= WHAT TO WORK ON =
Pull out every line below that contains the string "green".

= RECORD LIST =
** START **
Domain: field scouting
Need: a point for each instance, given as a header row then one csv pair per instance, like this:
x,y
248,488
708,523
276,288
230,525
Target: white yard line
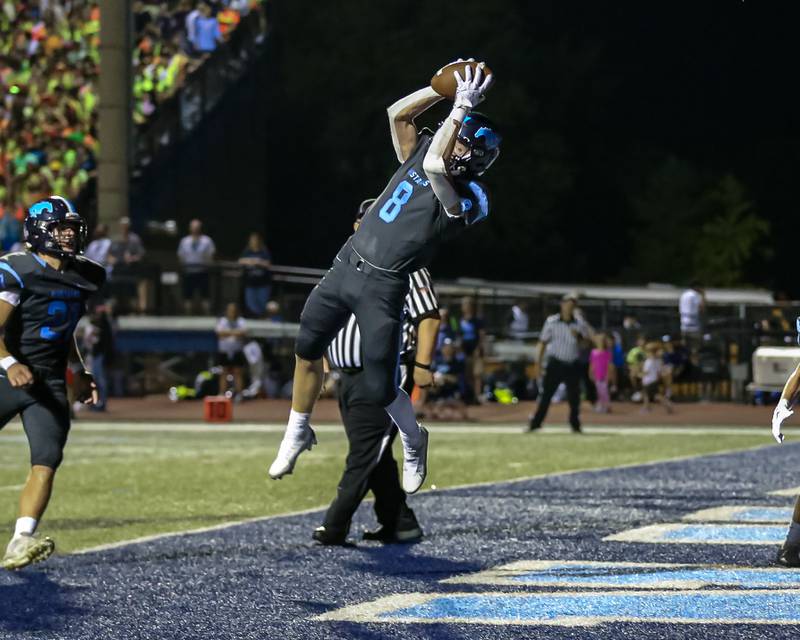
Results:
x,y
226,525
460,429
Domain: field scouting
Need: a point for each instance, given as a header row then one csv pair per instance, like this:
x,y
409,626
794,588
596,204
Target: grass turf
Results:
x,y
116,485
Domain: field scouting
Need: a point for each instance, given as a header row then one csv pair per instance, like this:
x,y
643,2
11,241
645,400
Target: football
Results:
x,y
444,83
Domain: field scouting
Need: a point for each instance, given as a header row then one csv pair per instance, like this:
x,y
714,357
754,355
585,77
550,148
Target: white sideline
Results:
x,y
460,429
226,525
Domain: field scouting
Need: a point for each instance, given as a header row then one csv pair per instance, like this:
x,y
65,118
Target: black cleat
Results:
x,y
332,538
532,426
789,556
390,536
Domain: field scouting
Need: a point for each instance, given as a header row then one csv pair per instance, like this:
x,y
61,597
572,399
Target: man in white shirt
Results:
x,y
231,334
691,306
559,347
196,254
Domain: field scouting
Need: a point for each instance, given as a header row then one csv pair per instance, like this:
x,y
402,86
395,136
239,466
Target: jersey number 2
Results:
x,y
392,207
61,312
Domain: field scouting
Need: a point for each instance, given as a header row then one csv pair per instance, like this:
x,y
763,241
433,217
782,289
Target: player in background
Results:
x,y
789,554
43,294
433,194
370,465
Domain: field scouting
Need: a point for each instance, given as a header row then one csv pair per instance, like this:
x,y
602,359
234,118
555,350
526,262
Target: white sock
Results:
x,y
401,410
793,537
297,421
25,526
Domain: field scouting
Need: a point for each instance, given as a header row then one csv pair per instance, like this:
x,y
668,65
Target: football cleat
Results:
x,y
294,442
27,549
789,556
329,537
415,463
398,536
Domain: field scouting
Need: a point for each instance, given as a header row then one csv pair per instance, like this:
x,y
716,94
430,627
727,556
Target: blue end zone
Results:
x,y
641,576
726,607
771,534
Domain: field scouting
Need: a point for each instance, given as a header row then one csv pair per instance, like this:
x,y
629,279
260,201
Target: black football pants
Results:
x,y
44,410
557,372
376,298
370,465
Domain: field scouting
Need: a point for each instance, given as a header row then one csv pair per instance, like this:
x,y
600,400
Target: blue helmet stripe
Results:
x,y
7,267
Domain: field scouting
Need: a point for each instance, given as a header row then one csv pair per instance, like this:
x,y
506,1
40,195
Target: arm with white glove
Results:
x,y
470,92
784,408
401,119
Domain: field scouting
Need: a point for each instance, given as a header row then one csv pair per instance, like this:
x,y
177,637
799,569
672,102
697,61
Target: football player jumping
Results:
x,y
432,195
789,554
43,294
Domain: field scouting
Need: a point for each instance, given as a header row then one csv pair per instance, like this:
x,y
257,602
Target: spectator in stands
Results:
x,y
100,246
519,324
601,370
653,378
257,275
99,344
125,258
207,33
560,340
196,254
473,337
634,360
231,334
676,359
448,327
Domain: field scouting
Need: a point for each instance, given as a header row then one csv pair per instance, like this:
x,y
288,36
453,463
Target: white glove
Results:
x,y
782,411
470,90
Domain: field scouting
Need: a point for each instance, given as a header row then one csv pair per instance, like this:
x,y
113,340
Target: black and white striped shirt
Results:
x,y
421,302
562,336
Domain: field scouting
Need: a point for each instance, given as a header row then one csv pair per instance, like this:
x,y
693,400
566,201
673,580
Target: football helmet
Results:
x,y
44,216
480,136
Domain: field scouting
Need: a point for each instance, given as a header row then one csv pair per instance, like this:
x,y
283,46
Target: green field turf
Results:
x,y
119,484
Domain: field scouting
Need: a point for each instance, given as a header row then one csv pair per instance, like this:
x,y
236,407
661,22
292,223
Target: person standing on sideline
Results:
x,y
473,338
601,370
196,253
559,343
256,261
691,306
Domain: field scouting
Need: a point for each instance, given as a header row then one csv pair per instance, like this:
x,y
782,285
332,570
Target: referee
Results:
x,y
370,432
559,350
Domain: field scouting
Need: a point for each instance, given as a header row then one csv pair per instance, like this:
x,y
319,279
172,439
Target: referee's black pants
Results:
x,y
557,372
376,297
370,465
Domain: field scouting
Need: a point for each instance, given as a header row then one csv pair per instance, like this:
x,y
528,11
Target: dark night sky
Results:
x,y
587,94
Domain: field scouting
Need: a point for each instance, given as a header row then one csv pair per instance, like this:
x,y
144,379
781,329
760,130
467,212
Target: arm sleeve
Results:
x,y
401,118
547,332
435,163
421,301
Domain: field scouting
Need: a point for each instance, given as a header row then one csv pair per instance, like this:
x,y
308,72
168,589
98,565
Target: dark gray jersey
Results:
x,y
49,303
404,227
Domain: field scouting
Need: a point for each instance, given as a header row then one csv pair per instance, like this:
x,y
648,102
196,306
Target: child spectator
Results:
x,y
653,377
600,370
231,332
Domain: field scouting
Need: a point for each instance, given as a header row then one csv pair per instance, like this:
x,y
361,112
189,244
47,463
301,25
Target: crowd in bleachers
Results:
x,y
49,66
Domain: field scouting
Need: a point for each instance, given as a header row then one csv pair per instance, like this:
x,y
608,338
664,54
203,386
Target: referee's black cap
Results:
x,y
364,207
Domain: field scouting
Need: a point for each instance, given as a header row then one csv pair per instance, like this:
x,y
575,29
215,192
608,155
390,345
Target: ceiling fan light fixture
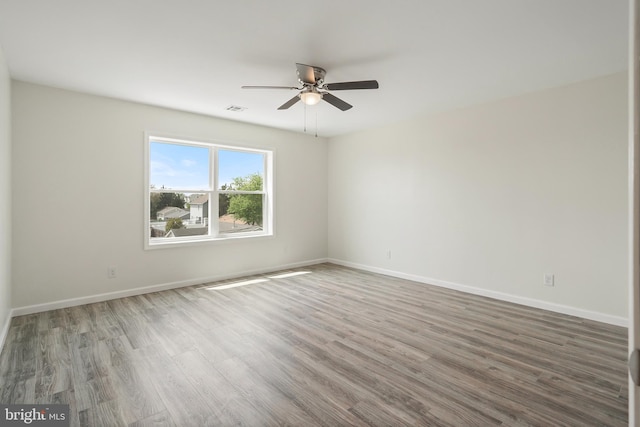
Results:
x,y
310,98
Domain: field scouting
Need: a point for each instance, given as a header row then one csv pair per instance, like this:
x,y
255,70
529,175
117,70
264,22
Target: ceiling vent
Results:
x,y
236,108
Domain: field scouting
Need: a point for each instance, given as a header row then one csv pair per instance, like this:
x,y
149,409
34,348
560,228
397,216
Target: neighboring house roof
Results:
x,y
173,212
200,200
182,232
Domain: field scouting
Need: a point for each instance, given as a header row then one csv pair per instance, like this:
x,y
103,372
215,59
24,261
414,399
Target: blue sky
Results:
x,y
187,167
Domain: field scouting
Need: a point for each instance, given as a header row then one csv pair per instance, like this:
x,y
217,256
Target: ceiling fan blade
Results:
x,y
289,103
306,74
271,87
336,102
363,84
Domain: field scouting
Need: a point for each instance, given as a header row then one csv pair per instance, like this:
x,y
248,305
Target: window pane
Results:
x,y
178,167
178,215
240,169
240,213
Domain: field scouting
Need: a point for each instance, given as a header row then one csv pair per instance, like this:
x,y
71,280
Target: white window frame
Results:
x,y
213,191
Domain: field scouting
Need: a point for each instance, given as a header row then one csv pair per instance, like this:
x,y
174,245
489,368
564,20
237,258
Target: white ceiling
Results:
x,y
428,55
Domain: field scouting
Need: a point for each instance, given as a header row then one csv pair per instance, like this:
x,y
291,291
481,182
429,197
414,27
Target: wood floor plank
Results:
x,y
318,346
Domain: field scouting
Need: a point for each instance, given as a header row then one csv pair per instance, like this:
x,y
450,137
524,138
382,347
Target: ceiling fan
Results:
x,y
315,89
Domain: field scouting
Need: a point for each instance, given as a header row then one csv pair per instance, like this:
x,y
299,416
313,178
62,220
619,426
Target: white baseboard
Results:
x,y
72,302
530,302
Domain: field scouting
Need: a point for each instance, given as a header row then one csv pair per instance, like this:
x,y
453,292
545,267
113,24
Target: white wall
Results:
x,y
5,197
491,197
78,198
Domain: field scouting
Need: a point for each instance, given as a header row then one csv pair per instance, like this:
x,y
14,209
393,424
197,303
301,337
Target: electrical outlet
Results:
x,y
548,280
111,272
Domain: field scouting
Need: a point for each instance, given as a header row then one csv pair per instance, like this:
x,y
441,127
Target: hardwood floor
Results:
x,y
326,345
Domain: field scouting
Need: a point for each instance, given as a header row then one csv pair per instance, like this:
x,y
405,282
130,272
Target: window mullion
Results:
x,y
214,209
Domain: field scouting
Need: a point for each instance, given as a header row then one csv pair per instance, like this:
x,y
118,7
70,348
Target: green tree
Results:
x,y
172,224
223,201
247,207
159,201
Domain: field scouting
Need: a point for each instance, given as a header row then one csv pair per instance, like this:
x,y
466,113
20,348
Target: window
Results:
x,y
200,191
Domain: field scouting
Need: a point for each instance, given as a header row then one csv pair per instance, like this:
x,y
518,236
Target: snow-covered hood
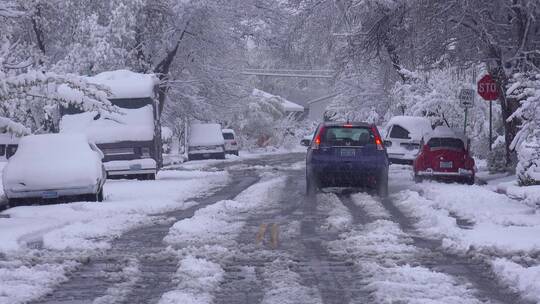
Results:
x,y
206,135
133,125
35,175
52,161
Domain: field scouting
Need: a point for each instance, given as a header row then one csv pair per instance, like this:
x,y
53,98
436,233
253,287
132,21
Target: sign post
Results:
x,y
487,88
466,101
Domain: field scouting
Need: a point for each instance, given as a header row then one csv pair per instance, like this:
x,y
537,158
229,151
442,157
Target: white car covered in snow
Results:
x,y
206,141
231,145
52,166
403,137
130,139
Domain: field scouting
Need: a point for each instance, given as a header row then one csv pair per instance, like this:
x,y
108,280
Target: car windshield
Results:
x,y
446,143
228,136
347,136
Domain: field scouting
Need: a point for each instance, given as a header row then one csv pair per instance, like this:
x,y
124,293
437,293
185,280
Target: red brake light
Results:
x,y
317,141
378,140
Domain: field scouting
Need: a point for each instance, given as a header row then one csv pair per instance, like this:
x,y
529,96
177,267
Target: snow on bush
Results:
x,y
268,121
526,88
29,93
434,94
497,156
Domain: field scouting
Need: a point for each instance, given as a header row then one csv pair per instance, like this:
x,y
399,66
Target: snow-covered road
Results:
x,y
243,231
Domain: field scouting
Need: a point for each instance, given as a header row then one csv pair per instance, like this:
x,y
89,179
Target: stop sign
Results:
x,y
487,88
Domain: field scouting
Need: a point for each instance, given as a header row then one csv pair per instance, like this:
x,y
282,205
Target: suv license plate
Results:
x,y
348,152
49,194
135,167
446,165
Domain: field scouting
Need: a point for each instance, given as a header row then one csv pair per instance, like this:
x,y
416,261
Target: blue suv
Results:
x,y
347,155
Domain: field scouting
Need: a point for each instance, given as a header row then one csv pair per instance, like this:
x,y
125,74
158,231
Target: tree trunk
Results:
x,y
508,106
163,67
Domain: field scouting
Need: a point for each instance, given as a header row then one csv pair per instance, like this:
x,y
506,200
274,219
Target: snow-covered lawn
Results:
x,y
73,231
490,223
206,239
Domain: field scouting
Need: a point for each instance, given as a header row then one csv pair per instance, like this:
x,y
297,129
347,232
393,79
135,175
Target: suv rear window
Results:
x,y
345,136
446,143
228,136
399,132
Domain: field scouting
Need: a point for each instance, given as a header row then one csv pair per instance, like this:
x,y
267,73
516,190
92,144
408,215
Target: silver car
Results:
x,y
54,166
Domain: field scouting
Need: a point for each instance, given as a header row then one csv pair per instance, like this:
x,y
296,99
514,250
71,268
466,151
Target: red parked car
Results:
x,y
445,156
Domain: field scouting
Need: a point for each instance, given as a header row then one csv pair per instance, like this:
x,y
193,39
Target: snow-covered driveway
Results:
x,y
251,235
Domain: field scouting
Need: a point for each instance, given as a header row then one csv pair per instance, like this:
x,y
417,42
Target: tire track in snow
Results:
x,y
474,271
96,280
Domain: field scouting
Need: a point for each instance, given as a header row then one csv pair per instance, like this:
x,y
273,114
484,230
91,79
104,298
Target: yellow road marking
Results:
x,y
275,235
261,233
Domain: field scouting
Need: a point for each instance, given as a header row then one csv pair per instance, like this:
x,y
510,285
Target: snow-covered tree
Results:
** END **
= TASK SOLUTION =
Target: green field turf
Target: green tree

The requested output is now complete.